§ **SOURCE DATA**:
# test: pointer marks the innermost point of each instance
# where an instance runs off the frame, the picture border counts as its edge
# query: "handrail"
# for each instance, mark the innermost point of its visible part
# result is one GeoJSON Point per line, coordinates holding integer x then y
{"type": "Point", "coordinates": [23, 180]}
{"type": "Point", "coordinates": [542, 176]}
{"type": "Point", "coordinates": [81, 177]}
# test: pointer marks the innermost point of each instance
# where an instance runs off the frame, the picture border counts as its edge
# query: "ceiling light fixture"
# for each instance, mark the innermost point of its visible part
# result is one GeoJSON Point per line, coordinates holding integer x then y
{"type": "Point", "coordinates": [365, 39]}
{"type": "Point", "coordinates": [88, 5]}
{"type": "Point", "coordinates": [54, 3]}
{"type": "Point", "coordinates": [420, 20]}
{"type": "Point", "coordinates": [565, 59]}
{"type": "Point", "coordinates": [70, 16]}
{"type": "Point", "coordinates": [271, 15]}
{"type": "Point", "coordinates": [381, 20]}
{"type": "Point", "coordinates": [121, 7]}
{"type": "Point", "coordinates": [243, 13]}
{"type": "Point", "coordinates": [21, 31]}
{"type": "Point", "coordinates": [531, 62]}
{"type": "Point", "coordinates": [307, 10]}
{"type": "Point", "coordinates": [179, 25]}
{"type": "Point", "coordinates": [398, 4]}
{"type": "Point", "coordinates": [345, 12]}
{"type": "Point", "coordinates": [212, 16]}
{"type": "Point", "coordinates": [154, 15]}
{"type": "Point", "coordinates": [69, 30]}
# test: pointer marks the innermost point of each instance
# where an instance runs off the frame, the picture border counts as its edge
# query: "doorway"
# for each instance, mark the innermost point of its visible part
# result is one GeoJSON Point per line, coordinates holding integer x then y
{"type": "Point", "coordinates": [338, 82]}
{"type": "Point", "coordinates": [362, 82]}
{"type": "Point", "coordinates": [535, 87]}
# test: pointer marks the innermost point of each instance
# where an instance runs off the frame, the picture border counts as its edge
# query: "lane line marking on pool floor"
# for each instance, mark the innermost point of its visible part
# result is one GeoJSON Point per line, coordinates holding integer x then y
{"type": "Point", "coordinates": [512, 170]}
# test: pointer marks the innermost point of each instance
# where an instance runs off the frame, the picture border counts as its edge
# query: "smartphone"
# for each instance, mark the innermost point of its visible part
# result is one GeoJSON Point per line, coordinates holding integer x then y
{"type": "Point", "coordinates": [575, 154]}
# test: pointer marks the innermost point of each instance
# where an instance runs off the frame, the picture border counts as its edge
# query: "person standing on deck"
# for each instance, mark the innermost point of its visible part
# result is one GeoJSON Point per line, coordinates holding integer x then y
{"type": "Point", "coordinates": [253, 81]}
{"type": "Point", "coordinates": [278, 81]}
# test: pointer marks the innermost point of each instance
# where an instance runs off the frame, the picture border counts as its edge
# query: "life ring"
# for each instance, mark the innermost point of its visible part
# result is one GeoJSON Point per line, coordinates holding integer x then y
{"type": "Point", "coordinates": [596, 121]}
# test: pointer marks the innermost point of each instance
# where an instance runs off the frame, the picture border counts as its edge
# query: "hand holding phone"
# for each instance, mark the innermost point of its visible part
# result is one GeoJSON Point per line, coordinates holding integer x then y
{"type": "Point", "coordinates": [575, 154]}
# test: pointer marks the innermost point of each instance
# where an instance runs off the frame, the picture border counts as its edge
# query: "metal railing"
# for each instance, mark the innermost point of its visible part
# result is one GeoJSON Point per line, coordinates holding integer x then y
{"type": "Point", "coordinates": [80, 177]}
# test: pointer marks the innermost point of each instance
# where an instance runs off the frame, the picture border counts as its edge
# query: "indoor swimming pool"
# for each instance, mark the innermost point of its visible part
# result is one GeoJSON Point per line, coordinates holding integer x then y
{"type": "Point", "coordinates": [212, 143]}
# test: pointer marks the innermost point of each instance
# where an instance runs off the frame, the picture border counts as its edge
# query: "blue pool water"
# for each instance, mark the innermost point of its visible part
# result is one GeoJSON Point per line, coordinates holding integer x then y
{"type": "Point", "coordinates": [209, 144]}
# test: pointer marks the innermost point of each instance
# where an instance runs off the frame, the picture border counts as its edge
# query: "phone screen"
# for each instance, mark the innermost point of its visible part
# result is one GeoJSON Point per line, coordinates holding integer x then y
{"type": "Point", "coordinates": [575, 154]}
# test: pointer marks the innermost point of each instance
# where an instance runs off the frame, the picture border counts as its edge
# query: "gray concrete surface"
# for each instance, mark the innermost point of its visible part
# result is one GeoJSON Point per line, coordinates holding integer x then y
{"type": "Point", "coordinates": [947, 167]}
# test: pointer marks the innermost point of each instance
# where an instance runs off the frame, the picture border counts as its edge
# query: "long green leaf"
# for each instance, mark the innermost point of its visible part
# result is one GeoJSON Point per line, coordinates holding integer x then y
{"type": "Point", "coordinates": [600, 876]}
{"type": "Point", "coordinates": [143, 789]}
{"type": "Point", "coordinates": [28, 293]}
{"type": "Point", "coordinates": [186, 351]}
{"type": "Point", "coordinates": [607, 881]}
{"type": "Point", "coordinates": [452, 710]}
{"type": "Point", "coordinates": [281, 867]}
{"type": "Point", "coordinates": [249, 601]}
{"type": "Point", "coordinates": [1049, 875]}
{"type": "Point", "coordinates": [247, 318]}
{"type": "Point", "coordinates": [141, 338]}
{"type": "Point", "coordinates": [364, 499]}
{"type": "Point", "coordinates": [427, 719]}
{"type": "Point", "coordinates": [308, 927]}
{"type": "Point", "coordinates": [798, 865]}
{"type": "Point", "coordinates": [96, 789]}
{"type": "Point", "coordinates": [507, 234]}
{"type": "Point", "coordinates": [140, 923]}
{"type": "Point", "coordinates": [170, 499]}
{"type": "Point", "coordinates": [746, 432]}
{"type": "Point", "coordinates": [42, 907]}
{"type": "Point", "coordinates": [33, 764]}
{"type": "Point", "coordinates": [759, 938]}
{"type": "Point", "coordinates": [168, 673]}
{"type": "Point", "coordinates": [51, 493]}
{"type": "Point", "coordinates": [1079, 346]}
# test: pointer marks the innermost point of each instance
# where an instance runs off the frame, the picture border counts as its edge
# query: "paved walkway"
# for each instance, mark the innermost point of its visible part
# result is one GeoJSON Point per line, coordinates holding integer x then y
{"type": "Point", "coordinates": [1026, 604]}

§ **GIVEN TASK**:
Select every line of the data above that contains the word "pool" and copy those lines.

§ **EXERCISE RESULT**:
# query: "lane line marking on pool floor"
# query: "indoor swimming pool"
# query: "blue pool water"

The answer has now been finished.